Excerpts from a location annotation dataset

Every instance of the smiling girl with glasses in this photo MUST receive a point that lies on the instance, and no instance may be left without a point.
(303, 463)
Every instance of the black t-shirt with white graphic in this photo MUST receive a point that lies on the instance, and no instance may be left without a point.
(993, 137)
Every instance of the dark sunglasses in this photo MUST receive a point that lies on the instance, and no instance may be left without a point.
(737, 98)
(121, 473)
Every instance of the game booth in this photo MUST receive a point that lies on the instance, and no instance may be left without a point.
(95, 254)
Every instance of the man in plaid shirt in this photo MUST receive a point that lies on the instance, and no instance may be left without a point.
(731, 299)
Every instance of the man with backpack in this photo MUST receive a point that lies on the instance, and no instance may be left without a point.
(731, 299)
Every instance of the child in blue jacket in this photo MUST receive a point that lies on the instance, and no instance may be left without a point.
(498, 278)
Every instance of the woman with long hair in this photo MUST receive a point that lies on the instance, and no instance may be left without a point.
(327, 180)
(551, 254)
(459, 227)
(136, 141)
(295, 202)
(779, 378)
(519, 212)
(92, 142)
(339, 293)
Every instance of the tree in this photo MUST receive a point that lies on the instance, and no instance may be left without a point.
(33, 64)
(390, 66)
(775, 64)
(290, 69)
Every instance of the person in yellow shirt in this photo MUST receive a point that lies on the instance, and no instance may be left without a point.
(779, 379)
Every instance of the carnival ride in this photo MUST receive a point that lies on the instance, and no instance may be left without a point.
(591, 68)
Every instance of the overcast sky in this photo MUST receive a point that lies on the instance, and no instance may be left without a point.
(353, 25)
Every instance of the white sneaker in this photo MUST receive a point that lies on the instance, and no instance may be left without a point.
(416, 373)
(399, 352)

SET EXERCISE
Please set out everything from the line containing "Every instance of the man in" down to the end of the material as a Markdown table with the columns Row and Line, one numbered row per line, both ends included and blank lines omitted.

PROBLEM SOLUTION
| Row | Line |
|---|---|
| 1 | Every instance of the man in plaid shirt in this photo MUST receive a point that lies on the instance, and no instance may be left without a point. |
| 2 | (731, 299) |
| 3 | Every instance of the man with backpack in this photo MUST receive a point that lies on the instance, and no instance may be left without a point. |
| 4 | (731, 299) |
| 5 | Every instance of the child in blue jacket in this photo MUST receive a point that lies on the instance, and no instance may be left without a point. |
| 6 | (498, 278) |
| 7 | Every instance of the woman with long hair in this photo MUST receive a point that lies on the instance, and no instance may be left without a point. |
| 8 | (327, 180) |
| 9 | (551, 254) |
| 10 | (459, 227) |
| 11 | (136, 141) |
| 12 | (295, 202) |
| 13 | (779, 378) |
| 14 | (519, 212) |
| 15 | (92, 142) |
| 16 | (339, 293) |
| 17 | Every instance of the tree in this photo MUST receive a point that lies on the instance, and no instance may be left without a point. |
| 18 | (33, 64) |
| 19 | (390, 66) |
| 20 | (775, 64) |
| 21 | (290, 69) |
| 22 | Every instance of the person in yellow shirt in this photo MUST receive a point that lies on the instance, and no instance may be left without a point. |
| 23 | (779, 379) |
| 24 | Every instance of the carnival ride in this photo MUST receive a point that lies on the instance, and no instance may be left without a point. |
| 25 | (591, 68) |
| 26 | Every instance of the overcast sky in this photo MUST receive a point that lies on the instance, and no instance may be left without a point. |
| 27 | (353, 25) |
| 28 | Every instance of the white sneaker in this photo MUST receive a point that lies on the instance, and no instance may be left without a point. |
| 29 | (416, 373) |
| 30 | (399, 352) |